* [Assignment] Check the data underneath for lines holding the word "this", and state only how many you find.

Stored data entries:
■ ■ ■ ■ ■ ■ ■
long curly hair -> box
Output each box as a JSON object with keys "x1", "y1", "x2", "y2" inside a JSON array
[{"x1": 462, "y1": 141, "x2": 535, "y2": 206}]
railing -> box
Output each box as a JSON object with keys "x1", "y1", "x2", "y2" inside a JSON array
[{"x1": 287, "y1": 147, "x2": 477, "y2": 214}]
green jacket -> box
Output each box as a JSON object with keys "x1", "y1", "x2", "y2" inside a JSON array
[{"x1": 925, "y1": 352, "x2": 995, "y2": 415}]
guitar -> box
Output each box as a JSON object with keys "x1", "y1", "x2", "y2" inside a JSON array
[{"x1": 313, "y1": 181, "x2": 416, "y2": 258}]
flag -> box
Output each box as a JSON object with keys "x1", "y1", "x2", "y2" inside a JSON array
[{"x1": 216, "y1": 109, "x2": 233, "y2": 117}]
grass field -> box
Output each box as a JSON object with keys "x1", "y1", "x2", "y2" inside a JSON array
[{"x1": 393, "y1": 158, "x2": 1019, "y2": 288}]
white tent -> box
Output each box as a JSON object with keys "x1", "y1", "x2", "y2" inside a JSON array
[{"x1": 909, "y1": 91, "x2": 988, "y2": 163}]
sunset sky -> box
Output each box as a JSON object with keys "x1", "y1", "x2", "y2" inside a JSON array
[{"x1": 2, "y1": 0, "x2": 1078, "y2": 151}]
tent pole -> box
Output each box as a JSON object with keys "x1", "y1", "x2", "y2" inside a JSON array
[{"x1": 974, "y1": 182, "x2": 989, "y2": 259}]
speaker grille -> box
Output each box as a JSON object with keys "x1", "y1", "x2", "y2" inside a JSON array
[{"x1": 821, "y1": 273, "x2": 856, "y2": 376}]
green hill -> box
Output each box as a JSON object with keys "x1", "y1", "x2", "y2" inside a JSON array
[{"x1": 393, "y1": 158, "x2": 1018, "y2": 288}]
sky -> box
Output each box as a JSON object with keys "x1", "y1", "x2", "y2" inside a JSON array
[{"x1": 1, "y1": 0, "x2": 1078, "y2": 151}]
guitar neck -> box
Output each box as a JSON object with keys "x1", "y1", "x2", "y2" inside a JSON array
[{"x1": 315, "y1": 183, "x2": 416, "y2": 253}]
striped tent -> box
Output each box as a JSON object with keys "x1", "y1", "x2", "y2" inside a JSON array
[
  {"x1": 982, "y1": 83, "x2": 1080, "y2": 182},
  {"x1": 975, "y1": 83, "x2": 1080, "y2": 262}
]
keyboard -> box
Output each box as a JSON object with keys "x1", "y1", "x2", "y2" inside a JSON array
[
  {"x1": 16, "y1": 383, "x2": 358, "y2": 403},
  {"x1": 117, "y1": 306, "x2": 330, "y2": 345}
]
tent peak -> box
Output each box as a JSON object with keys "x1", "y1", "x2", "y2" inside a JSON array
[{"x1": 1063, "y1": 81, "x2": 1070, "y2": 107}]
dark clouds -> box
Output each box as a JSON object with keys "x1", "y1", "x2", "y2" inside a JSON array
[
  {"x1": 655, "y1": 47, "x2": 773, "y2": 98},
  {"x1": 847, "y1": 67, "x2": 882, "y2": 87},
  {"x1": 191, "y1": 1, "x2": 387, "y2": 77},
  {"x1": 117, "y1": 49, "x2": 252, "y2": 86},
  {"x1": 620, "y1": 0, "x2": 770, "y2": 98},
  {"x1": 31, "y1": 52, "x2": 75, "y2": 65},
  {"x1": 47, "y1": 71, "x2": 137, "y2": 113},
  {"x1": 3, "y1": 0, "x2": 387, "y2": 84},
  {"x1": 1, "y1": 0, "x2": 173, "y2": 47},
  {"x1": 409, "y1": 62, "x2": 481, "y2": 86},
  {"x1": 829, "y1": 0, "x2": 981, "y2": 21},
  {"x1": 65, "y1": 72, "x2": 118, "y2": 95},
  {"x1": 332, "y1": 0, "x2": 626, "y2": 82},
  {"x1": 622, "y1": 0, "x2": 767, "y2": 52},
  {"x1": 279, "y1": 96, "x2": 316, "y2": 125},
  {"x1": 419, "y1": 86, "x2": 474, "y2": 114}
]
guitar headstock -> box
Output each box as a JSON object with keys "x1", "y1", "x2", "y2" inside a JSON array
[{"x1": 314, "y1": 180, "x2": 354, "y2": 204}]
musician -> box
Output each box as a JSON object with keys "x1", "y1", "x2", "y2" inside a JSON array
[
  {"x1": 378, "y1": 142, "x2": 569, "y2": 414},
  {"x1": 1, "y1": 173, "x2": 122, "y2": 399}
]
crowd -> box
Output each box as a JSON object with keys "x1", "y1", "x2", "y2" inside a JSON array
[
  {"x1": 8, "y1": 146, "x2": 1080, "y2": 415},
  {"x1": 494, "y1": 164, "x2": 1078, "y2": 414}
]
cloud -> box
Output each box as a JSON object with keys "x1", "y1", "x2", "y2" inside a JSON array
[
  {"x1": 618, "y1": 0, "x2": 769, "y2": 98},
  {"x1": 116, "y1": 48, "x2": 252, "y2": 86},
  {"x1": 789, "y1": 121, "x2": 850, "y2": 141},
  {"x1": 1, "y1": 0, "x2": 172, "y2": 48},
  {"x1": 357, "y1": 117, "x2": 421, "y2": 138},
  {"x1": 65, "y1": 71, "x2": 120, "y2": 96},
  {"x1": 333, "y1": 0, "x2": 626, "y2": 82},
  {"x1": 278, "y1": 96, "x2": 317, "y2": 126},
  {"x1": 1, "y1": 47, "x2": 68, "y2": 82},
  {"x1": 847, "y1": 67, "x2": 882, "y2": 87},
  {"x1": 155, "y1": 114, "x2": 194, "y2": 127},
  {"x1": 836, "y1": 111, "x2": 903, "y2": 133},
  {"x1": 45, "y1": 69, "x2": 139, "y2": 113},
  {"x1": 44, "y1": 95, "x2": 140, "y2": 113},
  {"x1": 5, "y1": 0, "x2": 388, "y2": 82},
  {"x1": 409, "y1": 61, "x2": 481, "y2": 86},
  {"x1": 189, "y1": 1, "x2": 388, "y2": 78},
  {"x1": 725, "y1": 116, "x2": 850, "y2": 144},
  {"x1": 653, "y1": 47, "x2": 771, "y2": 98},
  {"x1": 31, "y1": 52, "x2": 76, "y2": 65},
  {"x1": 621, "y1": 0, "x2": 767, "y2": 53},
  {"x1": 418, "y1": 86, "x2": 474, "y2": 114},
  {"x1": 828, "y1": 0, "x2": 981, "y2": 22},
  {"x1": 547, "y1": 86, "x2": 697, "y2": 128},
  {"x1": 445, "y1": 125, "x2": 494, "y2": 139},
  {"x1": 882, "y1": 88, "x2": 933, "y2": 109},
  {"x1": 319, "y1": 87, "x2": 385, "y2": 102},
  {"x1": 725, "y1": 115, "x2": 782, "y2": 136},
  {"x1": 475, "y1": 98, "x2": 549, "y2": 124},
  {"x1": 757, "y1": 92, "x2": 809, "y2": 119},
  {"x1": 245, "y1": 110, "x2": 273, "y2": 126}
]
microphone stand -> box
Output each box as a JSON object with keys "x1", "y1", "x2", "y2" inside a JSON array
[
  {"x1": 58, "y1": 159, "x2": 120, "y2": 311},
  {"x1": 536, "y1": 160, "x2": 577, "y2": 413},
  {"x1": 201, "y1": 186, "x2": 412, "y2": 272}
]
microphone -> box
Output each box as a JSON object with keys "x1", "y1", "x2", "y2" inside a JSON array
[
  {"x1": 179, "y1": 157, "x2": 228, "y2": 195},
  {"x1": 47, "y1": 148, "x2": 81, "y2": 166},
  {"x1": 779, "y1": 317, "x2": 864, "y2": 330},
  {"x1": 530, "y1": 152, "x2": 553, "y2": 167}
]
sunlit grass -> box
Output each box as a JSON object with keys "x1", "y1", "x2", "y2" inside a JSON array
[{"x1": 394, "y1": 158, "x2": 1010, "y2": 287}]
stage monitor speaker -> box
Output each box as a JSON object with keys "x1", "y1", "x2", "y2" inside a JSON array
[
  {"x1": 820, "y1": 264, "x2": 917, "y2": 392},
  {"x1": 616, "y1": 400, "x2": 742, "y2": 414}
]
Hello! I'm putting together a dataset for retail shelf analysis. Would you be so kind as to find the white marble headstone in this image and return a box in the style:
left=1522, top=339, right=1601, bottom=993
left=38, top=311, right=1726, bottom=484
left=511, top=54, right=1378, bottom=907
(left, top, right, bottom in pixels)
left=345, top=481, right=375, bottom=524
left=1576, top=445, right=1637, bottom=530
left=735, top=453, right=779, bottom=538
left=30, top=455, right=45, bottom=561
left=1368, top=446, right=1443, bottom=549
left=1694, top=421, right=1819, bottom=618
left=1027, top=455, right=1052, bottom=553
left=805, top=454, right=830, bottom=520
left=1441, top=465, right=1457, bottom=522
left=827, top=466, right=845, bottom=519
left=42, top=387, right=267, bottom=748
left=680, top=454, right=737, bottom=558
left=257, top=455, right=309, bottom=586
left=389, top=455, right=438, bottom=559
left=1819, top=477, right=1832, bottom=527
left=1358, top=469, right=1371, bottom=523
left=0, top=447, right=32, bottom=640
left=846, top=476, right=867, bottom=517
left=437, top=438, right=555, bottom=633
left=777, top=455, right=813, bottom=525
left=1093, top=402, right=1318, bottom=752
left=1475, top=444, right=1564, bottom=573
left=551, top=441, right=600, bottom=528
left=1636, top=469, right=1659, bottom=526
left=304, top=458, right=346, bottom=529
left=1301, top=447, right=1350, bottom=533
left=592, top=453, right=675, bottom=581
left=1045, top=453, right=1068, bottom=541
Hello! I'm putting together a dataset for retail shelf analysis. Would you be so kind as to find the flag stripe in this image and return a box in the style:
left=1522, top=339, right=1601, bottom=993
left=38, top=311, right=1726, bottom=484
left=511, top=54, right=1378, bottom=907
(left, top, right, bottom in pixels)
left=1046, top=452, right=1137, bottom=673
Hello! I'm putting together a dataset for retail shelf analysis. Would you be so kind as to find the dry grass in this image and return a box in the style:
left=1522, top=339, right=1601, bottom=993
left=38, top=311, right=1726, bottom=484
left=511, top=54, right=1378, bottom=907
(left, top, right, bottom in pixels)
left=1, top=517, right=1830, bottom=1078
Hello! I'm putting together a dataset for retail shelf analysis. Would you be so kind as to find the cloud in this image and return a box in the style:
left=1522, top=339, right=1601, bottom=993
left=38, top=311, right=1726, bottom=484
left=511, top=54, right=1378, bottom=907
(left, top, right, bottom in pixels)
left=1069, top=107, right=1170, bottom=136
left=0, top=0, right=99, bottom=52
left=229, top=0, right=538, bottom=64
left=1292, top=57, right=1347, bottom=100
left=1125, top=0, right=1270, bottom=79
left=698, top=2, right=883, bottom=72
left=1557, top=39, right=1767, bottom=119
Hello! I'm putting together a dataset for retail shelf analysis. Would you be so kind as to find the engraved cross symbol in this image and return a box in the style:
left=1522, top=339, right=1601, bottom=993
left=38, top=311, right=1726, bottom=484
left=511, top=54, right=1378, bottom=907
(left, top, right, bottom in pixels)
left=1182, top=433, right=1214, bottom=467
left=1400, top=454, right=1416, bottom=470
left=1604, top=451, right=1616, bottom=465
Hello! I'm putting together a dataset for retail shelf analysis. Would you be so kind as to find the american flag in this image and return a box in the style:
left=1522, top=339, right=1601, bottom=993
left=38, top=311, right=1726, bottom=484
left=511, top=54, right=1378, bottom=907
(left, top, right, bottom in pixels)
■ ■ ■ ■ ■ ■ ■
* [Exercise response] 6